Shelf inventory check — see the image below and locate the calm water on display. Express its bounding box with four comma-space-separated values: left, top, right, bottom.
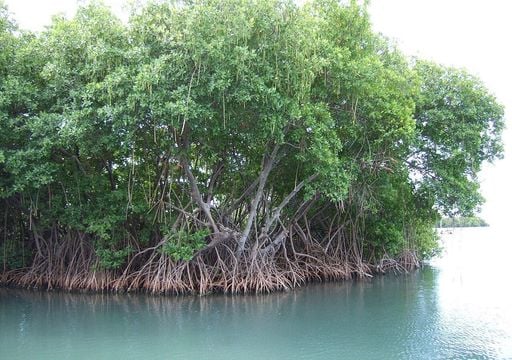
1, 227, 511, 360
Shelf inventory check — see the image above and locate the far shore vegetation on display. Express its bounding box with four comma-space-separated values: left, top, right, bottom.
438, 216, 489, 228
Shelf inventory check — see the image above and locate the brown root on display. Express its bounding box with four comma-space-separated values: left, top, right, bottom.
0, 234, 421, 295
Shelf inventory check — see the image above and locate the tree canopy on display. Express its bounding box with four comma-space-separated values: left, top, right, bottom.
0, 0, 504, 293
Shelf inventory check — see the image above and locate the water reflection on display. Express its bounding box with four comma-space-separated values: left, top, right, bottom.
1, 227, 511, 359
433, 227, 512, 359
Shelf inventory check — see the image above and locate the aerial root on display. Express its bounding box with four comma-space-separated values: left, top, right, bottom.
0, 240, 420, 294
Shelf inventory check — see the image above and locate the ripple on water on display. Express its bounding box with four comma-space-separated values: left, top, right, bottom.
1, 228, 512, 359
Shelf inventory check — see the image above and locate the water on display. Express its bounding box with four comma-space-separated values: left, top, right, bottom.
1, 227, 511, 359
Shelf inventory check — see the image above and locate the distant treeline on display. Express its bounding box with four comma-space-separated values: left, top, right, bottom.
438, 217, 489, 228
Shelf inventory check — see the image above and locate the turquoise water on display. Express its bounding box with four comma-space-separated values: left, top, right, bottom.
1, 227, 511, 359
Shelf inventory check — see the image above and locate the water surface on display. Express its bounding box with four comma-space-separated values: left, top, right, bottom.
1, 227, 511, 359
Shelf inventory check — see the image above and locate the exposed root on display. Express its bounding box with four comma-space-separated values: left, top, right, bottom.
0, 238, 420, 295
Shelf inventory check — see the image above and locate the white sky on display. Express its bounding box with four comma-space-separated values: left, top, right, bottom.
4, 0, 512, 226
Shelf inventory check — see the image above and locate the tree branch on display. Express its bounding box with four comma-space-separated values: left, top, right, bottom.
237, 142, 280, 254
180, 156, 220, 234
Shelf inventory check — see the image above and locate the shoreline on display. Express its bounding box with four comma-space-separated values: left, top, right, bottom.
0, 250, 419, 295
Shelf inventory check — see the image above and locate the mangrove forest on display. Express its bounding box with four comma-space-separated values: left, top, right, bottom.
0, 0, 504, 294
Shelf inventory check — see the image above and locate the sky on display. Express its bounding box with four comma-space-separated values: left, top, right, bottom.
4, 0, 512, 226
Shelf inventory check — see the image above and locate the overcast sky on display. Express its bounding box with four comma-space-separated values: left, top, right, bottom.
4, 0, 512, 226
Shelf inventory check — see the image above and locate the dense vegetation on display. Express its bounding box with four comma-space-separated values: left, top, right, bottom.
0, 0, 504, 293
438, 217, 489, 228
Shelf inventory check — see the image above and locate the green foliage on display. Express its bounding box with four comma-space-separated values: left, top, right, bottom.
409, 221, 441, 259
95, 245, 133, 270
412, 60, 504, 216
160, 229, 209, 262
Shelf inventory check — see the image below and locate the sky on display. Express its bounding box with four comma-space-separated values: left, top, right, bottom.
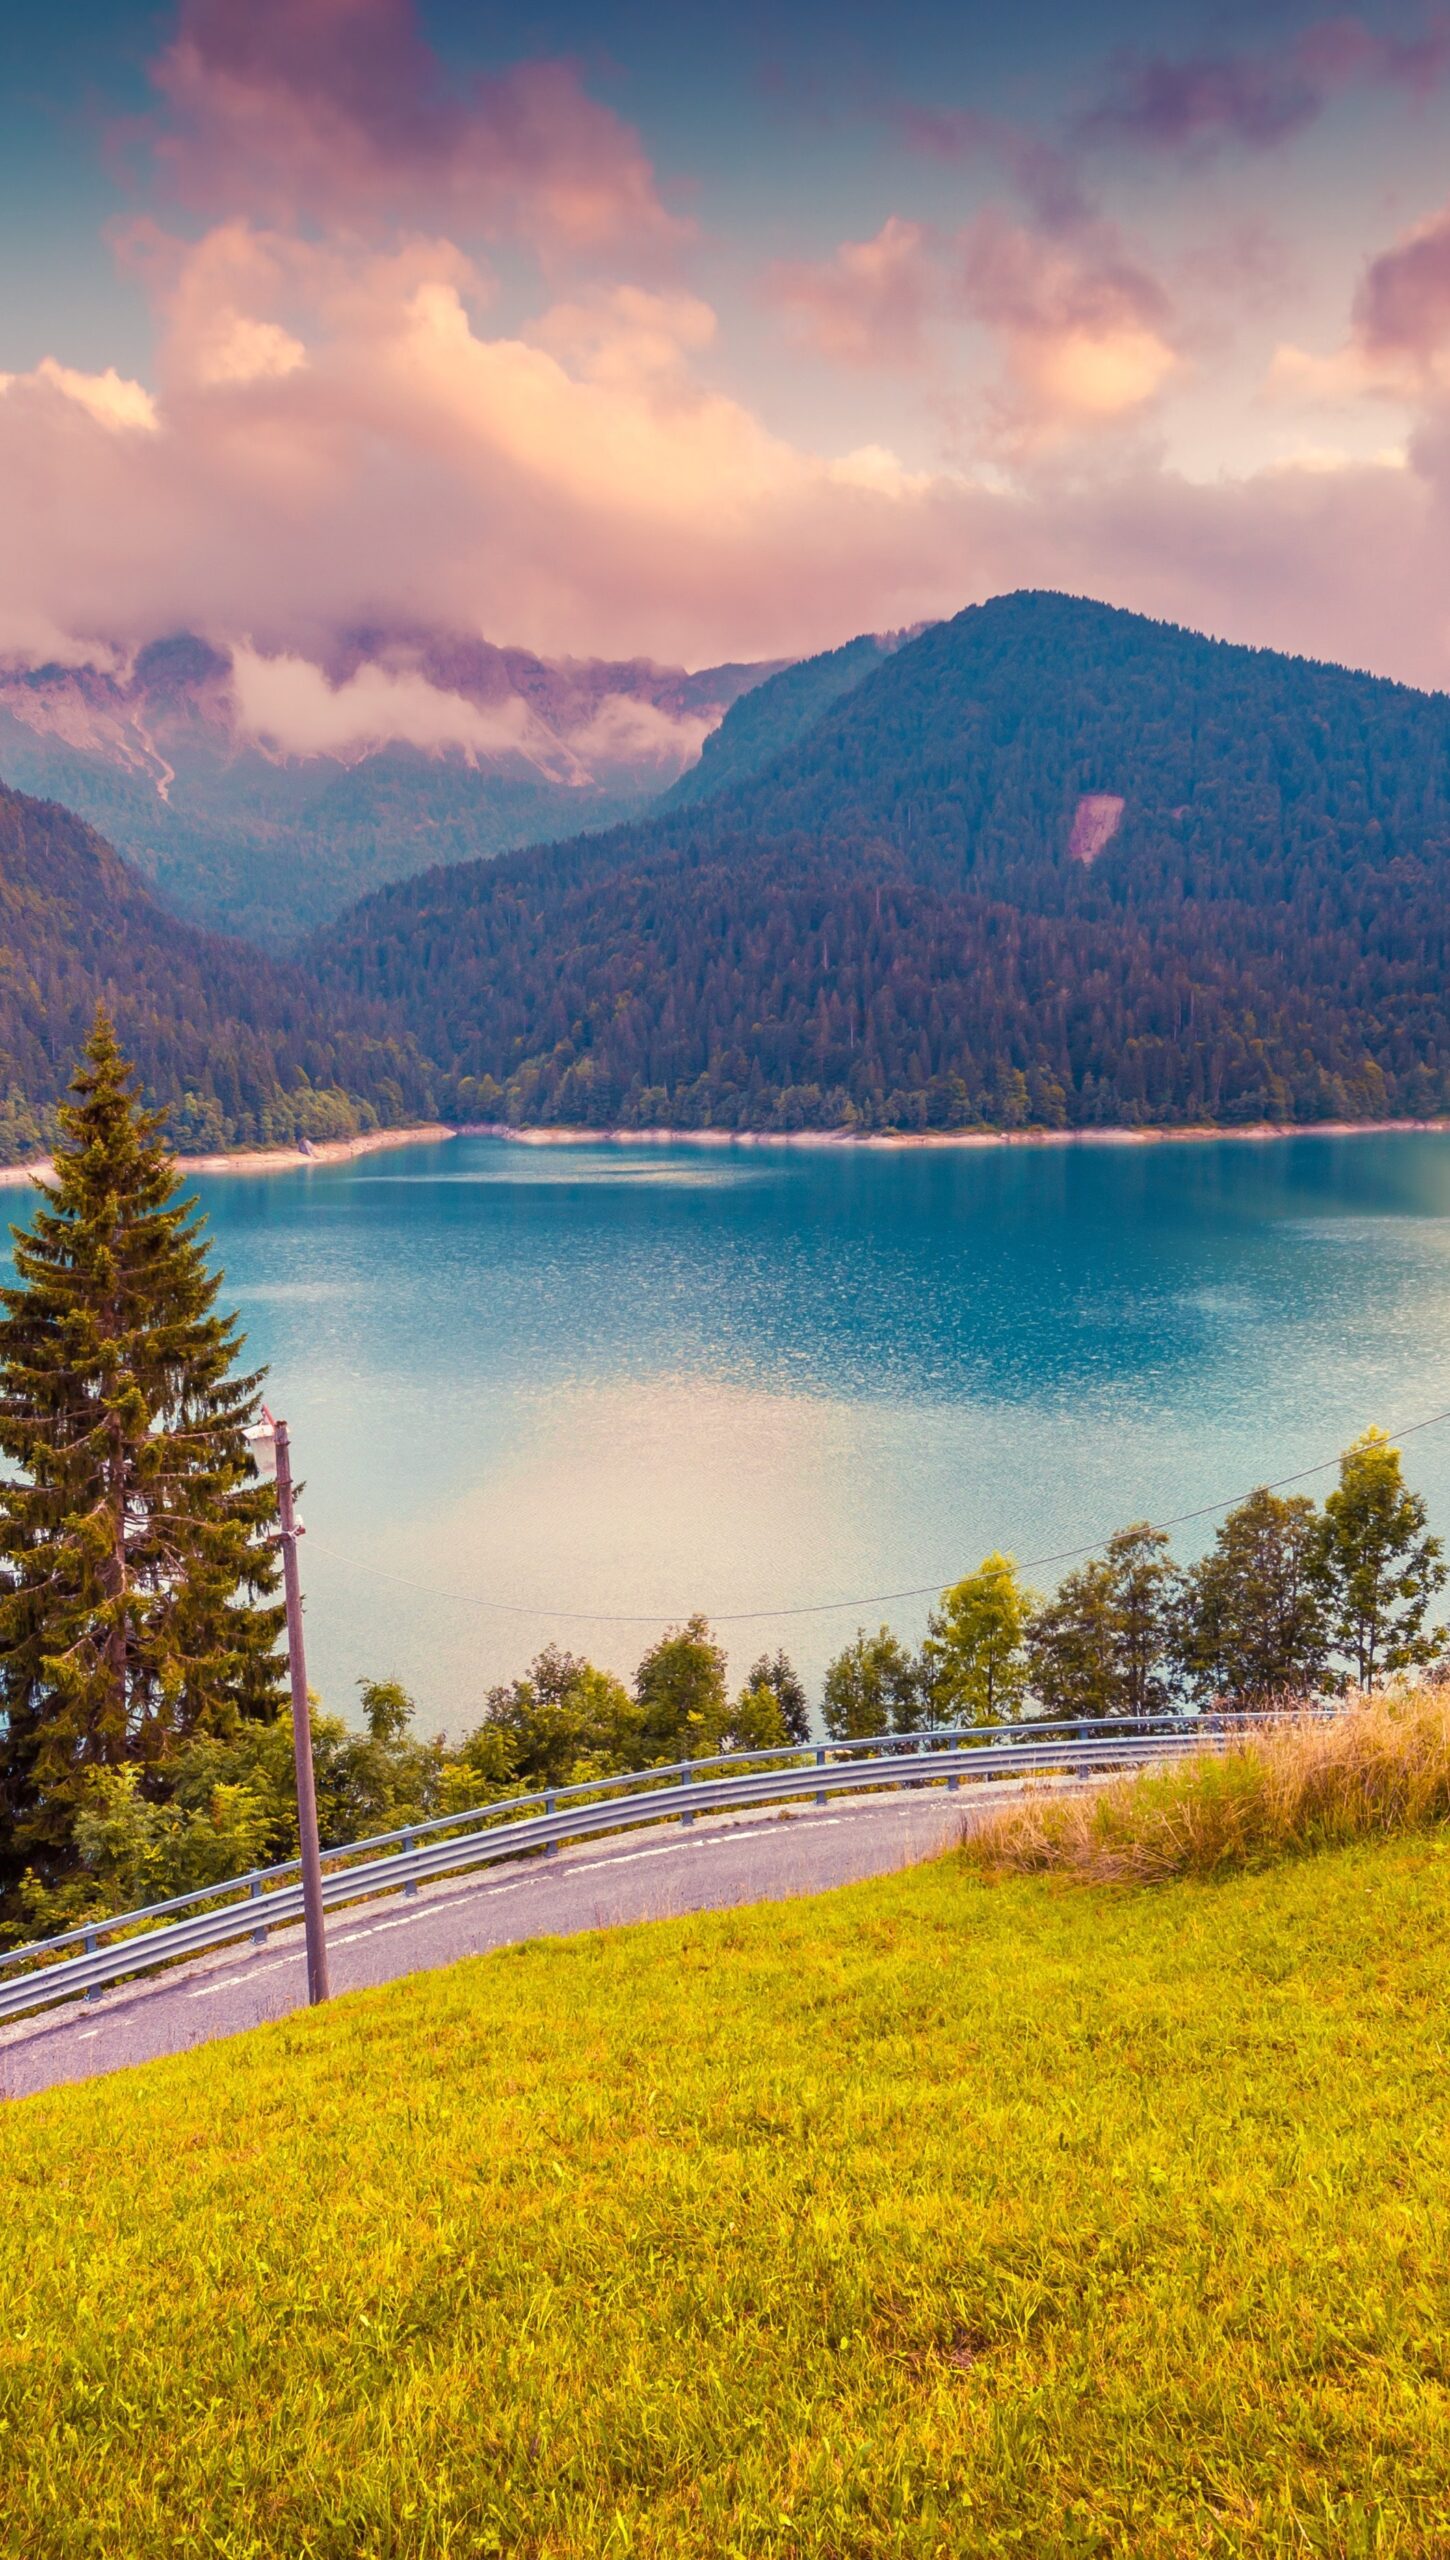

Exercise goal: Your copy should match every entry above exactly and contain no pictures.

Exercise response:
Shelf inventory check — see the image below and locate the calm water on display. Express its bounding box with four comma-space-separated values: left, top, right, bottom.
1, 227, 511, 360
Shelf inventory check — see the image above and locate the far shore vegetation on display. Express its bounding box with four comma-space-separated values: left, top, right, bottom.
438, 216, 489, 228
Shelf inventory check — see the image above and locate the brown root on display. Express its bounding box with four comma-space-separated values: left, top, right, bottom.
0, 234, 421, 295
Shelf inventory check — see the image above and locate the tree canopy on display. Express its bounding box with four comma-space-separated values: left, top, right, bottom.
0, 0, 504, 293
Shelf inventory check — see the image above and locate the water reflection on display. Express its bounding box with four comma-space-separated values: left, top, right, bottom.
1, 227, 511, 359
433, 227, 512, 359
Shelf inventory check — see the image above and locate the aerial root on display. Express its bounding box with four comma-space-separated values: left, top, right, bottom.
0, 240, 420, 294
Shelf inventory check — see the image above and locate the ripple on water on display. Express its bounding box with four comma-space-separated values: left, top, right, bottom.
1, 228, 512, 359
Shelf inventory check — see the image above and locate the water on display. Express its bounding box with four comma-space-separated values: left, top, right, bottom.
1, 227, 511, 359
Shelf inventory check — see the image above and locate the distant treeline on display. Express its bounding box with four comma-space-separated values: left, top, right, bottom.
438, 217, 489, 228
Shelf inventory check — see the image above and locate the turquoise water on display. Express its bounding box with four comma-space-separated values: left, top, right, bottom.
1, 227, 511, 359
Shelf inventory check — see the image above and locate the water surface on display. Express its bounding box with four comma-space-separated values: left, top, right, bottom.
1, 227, 511, 359
Shelf inventory check — see the image above and locate the exposed root on display. Express its bounding box with four comma-space-separated values: left, top, right, bottom.
0, 238, 420, 295
Shelf inventory check — see the image above and locate the white sky on display. Express its bounding box with four comma-space-separated values: left, top, right, bottom.
4, 0, 512, 226
Shelf inventory check — see the image above and locate the tree branch on display. Express its bounding box with four comma-space-separated values: left, top, right, bottom.
237, 142, 280, 254
180, 156, 220, 234
Shelf inventory check — see the image above and locate the shoreline on display. Express its bounding box with four comma-space-separated values: left, top, right, bottom.
0, 250, 419, 295
Shelf inventory check — see the image above and locate the mangrove forest on display. Express its bounding box with four comma-space-separated values: left, top, right, bottom.
0, 0, 504, 294
Shelf inventory check — see the image above and locate the sky on display. Express its bounding box with four comma-space-separated values: left, top, right, bottom.
4, 0, 512, 226
Shelf inventory check — see the image above and locate the overcast sky on display. Express its bounding box with four comma-space-separated values: left, top, right, bottom.
4, 0, 512, 226
Shelf inventory check — see the image above and locate the dense vegetation on display. Express its bounding box with four comma-space-separated values: left, top, right, bottom.
0, 0, 504, 293
438, 217, 489, 228
Shelf inventory check — see the image above and locate the green foliage on display. Express its bounding box with four comma-space-separated values: left, top, right, bottom.
409, 221, 441, 259
95, 245, 133, 270
412, 60, 504, 216
160, 229, 209, 262
Shelf inventory check — see the image below and locate the sky on display. Express its bounding box with four comma-space-separated values: left, top, right, bottom.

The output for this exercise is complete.